• The task: Reproduce the listing below verbatim, everything from the line containing "this sample: (64,89)." down to the listing's final line, with both ends included.

• Given data:
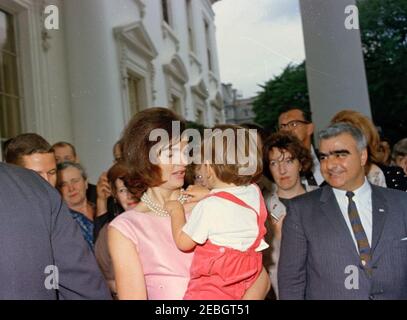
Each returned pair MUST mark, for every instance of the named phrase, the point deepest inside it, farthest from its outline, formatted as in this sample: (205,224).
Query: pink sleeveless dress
(166,268)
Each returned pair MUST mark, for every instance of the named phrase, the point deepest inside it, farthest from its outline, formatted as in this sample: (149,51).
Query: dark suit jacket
(317,247)
(37,231)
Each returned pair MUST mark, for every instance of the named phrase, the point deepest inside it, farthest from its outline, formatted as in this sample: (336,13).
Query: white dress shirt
(316,171)
(363,201)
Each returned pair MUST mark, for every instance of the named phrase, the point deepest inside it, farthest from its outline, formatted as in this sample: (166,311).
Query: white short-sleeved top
(225,223)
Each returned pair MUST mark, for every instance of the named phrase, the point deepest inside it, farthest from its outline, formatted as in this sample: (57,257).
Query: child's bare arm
(196,193)
(260,288)
(182,240)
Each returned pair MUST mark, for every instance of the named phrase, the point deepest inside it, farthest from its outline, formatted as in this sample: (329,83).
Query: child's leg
(260,288)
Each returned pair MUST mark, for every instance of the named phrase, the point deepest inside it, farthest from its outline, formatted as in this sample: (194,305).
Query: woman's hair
(285,141)
(376,153)
(136,145)
(221,155)
(118,171)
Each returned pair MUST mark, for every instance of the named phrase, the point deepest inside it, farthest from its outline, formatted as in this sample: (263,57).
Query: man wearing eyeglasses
(299,123)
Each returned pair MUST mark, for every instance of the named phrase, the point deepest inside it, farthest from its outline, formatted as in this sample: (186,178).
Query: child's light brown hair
(231,172)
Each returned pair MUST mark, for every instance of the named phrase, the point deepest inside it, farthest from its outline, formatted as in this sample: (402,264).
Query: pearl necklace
(157,208)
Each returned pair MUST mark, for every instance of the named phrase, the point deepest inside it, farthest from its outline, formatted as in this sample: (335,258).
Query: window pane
(7,36)
(10,117)
(10,74)
(134,99)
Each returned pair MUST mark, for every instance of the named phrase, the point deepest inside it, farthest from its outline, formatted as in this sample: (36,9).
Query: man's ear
(310,129)
(363,157)
(403,164)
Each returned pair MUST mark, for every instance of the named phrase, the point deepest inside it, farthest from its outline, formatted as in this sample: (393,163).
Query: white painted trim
(136,52)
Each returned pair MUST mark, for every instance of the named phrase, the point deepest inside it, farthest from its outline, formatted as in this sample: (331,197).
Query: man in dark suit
(43,254)
(347,240)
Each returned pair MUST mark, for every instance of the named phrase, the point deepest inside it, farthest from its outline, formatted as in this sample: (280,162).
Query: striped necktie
(359,232)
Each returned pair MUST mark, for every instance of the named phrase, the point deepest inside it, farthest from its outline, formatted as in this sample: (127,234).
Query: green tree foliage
(290,87)
(383,26)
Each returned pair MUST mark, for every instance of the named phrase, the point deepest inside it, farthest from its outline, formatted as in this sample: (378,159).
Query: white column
(94,80)
(334,61)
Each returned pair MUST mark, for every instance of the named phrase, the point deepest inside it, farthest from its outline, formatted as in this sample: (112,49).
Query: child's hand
(196,193)
(173,206)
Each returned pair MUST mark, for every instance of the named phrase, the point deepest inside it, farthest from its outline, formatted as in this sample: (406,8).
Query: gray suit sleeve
(293,257)
(79,275)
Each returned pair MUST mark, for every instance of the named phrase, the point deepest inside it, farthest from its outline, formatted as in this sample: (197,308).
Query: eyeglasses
(292,124)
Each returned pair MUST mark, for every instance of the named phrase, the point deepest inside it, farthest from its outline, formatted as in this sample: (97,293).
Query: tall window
(190,26)
(166,11)
(10,122)
(208,45)
(176,104)
(134,94)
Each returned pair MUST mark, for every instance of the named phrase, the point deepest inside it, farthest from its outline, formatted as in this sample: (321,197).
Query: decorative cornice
(193,59)
(142,7)
(169,33)
(135,36)
(177,69)
(200,90)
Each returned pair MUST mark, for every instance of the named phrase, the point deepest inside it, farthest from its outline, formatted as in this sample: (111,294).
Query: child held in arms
(226,227)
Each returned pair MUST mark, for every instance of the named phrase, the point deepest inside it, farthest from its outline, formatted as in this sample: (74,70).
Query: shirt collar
(361,192)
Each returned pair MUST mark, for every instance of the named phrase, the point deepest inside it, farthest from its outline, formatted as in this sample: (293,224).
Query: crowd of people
(292,229)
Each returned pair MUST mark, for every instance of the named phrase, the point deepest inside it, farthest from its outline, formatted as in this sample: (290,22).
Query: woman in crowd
(376,171)
(286,159)
(399,155)
(147,263)
(124,200)
(226,228)
(72,183)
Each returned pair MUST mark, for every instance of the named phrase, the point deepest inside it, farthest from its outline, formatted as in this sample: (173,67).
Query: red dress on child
(222,273)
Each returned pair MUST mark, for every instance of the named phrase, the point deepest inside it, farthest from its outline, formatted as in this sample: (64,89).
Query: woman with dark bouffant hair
(124,200)
(286,160)
(146,261)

• Expected answer:
Each returned pair MUST mark, for every instance of the named phrase, the point deepest inside it, farthest from its outline, formatted as in this sample: (64,89).
Query: woman with dark bouffant hair
(124,200)
(286,160)
(146,261)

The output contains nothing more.